(Stored items from a collection)
---

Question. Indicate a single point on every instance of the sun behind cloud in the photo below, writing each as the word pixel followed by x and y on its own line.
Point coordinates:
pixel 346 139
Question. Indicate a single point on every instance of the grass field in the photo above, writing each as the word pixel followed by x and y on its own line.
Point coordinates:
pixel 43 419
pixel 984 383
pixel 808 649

---

Work to complete: Give the entries again exactly, every one.

Response to the task:
Question. Indicate a single point on every instance of the sun behind cloud in the photo below, writing each as the word pixel followed by x and y on its own line.
Point coordinates:
pixel 346 139
Question. Indicate a single point on every instance of the grass field in the photo above, writing each as the word pixel followed by x and y on its own line.
Point coordinates:
pixel 43 419
pixel 984 383
pixel 808 649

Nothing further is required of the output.